[What you should do] Would you retype, word for word, the line with "Mark the grassy" and every line after it through the end of the records below?

-- Information provided follows --

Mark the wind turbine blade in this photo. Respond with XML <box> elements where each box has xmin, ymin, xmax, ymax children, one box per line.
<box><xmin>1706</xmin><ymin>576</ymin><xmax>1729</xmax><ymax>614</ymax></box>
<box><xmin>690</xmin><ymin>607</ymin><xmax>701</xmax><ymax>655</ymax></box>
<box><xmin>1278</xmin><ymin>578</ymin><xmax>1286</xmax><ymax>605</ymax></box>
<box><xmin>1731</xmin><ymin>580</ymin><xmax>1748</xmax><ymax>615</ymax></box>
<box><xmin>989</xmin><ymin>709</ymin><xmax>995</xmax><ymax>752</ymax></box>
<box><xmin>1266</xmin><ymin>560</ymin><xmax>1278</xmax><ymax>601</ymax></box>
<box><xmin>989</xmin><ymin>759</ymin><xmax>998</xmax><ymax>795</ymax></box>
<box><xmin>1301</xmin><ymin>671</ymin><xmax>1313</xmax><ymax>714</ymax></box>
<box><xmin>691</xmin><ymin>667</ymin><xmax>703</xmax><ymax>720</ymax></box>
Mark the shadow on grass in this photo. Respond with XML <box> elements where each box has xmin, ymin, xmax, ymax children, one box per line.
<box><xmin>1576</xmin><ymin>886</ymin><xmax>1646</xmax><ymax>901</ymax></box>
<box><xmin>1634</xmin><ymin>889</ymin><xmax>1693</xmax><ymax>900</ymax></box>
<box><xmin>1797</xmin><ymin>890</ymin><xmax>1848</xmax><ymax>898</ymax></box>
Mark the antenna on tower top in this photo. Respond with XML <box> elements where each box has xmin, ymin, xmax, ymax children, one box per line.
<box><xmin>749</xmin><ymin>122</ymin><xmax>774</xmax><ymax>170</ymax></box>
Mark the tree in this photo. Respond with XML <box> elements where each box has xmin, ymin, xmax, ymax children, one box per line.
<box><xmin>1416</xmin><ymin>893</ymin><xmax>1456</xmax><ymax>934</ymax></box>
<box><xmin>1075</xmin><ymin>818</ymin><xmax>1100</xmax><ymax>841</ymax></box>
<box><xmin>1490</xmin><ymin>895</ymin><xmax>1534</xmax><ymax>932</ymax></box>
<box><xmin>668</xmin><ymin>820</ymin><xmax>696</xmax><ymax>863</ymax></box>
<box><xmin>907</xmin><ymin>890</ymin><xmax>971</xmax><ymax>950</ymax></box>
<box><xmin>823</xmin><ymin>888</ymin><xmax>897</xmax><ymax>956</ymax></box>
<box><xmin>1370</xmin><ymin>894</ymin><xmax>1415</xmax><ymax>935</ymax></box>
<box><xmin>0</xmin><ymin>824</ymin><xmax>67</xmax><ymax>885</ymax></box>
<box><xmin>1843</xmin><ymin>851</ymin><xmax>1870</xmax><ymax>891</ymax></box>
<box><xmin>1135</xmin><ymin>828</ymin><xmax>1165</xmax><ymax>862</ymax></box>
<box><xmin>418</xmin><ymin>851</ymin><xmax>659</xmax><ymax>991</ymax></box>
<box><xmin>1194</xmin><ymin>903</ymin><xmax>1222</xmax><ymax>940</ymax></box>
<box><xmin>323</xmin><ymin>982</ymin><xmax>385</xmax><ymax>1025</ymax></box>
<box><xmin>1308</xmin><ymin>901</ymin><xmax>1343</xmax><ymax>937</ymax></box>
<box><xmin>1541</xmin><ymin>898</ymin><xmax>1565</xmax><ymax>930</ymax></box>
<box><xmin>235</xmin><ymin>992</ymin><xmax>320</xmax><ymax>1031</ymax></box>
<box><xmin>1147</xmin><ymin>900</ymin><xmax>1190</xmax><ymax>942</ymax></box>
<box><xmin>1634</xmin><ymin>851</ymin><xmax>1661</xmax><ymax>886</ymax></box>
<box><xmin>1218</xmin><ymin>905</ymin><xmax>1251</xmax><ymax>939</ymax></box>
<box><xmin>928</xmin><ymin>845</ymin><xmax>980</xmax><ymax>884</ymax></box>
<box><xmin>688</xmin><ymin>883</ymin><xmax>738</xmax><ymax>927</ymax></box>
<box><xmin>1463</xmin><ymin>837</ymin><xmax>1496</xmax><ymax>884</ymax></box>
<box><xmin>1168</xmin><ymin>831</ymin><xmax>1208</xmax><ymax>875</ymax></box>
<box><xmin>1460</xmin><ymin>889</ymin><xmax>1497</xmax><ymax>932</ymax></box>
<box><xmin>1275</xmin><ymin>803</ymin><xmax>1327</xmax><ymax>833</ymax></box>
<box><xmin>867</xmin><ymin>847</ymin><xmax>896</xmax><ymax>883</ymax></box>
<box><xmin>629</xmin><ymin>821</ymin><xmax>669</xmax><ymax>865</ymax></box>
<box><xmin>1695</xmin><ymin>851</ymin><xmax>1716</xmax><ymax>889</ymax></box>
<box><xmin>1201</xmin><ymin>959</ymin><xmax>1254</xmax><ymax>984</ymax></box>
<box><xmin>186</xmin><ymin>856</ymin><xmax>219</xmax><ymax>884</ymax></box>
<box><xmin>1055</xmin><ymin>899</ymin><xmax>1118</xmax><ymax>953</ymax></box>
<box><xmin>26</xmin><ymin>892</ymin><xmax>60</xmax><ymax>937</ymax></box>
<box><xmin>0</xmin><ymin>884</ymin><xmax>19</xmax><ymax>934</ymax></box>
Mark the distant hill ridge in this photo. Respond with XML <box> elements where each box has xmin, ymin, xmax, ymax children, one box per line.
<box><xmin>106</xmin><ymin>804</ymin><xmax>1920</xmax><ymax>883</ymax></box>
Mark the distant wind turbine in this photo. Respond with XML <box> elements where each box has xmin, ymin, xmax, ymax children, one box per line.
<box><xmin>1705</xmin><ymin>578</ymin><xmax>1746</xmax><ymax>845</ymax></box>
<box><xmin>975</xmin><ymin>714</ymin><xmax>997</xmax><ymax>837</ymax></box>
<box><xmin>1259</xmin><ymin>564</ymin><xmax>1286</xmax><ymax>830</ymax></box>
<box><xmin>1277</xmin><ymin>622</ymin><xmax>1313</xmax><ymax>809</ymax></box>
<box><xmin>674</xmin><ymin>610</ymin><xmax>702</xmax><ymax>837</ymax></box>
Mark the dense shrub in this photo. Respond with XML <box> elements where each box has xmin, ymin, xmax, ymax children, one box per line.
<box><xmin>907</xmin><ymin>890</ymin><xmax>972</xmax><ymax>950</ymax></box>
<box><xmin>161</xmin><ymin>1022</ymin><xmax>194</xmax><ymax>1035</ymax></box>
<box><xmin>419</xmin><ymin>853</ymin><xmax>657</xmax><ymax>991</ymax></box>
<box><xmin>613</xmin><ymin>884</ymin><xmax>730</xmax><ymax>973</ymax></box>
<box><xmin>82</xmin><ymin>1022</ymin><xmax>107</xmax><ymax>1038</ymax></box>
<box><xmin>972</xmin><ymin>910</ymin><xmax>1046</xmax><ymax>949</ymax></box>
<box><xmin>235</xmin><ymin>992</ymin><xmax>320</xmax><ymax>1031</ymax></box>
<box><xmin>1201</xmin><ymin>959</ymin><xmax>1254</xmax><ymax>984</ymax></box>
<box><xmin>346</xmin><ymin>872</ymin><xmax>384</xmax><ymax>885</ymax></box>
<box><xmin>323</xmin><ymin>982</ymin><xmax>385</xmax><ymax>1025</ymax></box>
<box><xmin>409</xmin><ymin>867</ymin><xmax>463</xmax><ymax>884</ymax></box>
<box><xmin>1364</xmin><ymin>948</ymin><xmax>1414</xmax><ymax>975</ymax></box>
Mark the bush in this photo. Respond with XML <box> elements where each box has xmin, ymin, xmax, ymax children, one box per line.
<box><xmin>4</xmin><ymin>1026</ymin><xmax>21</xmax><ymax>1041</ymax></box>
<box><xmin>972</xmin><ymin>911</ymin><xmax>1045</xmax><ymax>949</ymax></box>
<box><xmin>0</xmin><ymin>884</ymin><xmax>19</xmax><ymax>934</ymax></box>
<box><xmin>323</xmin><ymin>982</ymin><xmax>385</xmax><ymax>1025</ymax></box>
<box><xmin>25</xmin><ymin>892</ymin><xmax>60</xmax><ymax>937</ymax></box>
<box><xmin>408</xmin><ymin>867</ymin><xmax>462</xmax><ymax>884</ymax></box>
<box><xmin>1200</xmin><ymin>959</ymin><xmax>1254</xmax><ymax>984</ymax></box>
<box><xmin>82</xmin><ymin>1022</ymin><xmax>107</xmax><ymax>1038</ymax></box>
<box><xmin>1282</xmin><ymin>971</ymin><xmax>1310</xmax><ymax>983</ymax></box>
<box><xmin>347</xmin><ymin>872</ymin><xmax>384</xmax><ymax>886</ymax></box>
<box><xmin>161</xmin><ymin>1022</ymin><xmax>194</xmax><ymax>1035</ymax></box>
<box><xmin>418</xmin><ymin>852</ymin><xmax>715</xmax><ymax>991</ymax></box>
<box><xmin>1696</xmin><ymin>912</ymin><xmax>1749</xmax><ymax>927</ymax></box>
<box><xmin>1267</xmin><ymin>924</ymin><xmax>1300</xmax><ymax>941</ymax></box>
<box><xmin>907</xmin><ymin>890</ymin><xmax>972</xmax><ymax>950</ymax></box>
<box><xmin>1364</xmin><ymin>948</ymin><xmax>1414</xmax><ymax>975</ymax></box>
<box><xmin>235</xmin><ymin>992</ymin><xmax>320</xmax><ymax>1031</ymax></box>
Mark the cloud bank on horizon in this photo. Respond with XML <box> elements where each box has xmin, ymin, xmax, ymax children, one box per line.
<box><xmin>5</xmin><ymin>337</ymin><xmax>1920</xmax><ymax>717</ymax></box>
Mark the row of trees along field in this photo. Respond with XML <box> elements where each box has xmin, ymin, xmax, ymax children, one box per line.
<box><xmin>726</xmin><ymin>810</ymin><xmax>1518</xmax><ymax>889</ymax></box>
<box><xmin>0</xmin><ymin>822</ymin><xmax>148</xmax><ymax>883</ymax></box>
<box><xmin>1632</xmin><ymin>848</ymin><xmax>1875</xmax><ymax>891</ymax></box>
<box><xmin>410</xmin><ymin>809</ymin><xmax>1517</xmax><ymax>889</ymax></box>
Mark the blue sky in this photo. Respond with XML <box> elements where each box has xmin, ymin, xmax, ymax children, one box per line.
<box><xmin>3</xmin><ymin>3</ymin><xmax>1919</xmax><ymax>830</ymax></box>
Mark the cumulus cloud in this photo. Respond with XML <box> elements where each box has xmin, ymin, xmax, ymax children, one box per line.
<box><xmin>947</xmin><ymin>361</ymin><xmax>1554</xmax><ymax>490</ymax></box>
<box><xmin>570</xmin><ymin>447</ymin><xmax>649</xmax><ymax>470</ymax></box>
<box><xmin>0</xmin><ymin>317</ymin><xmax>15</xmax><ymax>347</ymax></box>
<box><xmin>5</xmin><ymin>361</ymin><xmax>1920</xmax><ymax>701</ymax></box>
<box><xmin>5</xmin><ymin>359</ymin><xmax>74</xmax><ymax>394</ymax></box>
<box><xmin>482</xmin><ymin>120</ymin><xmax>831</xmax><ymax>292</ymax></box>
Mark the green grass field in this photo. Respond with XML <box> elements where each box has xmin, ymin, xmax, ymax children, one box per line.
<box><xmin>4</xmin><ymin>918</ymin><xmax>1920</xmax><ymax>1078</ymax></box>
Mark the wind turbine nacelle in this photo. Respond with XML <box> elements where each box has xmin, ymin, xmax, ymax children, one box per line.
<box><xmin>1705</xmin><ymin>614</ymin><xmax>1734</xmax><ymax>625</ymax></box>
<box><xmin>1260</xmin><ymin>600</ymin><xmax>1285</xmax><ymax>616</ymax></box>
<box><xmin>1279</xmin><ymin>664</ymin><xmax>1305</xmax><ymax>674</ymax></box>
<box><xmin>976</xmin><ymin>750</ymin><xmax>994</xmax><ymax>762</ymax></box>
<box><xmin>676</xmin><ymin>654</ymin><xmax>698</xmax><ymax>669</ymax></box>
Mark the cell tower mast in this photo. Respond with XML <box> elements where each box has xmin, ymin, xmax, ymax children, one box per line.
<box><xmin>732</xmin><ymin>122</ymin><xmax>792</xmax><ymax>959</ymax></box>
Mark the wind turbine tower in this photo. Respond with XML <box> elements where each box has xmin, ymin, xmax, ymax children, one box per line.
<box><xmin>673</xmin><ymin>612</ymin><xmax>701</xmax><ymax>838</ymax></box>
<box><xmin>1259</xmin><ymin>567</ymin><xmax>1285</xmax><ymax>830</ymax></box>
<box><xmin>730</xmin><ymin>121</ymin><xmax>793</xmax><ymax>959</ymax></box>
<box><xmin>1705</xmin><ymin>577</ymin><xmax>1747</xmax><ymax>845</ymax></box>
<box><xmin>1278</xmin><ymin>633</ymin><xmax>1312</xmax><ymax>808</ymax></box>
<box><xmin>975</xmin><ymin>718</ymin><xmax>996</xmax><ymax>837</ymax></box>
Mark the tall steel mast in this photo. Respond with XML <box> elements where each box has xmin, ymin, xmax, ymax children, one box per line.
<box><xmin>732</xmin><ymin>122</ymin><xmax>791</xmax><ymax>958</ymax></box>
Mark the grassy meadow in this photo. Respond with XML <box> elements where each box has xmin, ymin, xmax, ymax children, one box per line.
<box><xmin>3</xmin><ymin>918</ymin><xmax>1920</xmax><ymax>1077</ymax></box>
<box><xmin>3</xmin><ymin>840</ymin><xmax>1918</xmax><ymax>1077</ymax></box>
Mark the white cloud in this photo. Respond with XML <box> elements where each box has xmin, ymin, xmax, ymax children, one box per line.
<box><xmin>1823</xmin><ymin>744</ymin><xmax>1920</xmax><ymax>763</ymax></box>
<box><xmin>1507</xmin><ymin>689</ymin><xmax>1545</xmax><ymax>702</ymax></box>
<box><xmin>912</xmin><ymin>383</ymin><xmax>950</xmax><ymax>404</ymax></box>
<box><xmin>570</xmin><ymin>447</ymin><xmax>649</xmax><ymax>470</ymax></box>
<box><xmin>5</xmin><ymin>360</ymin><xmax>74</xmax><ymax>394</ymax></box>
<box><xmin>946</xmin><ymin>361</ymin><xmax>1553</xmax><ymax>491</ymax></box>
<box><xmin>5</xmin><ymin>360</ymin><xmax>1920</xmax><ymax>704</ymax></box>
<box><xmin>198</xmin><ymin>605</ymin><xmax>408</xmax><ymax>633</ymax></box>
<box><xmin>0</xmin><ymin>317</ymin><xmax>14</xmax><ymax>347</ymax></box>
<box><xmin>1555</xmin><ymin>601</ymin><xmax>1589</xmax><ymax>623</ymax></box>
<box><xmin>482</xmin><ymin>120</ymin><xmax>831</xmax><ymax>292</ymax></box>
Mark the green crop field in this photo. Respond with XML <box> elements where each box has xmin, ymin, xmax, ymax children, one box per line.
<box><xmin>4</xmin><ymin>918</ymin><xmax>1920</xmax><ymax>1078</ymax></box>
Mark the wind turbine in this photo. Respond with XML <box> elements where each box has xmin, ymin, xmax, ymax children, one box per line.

-- Information provided concluded --

[Finished exercise]
Mark the grassy meadow in this photo. Respond with XML <box> elements where each box has xmin, ymin, xmax, ymax children, one box per line.
<box><xmin>3</xmin><ymin>918</ymin><xmax>1920</xmax><ymax>1077</ymax></box>
<box><xmin>3</xmin><ymin>840</ymin><xmax>1918</xmax><ymax>1077</ymax></box>
Mark the white cloud in this photo. Respond with XML <box> elements where each box has xmin, ymin, xmax, ymax children, one box per line.
<box><xmin>1823</xmin><ymin>744</ymin><xmax>1920</xmax><ymax>763</ymax></box>
<box><xmin>1507</xmin><ymin>689</ymin><xmax>1545</xmax><ymax>702</ymax></box>
<box><xmin>912</xmin><ymin>383</ymin><xmax>950</xmax><ymax>404</ymax></box>
<box><xmin>570</xmin><ymin>447</ymin><xmax>649</xmax><ymax>470</ymax></box>
<box><xmin>5</xmin><ymin>360</ymin><xmax>74</xmax><ymax>394</ymax></box>
<box><xmin>946</xmin><ymin>361</ymin><xmax>1553</xmax><ymax>491</ymax></box>
<box><xmin>5</xmin><ymin>360</ymin><xmax>1920</xmax><ymax>704</ymax></box>
<box><xmin>198</xmin><ymin>605</ymin><xmax>408</xmax><ymax>633</ymax></box>
<box><xmin>0</xmin><ymin>317</ymin><xmax>14</xmax><ymax>347</ymax></box>
<box><xmin>1555</xmin><ymin>601</ymin><xmax>1589</xmax><ymax>623</ymax></box>
<box><xmin>482</xmin><ymin>120</ymin><xmax>831</xmax><ymax>292</ymax></box>
Mark the green crop field in this photo. Respond with XML <box> elements where each box has xmin, ymin, xmax, ymax children, one box per line.
<box><xmin>4</xmin><ymin>918</ymin><xmax>1920</xmax><ymax>1078</ymax></box>
Mark the wind turbine in this photo. Respond with XML <box> elements where each box has xmin, ymin, xmax, ymax children, one box per line.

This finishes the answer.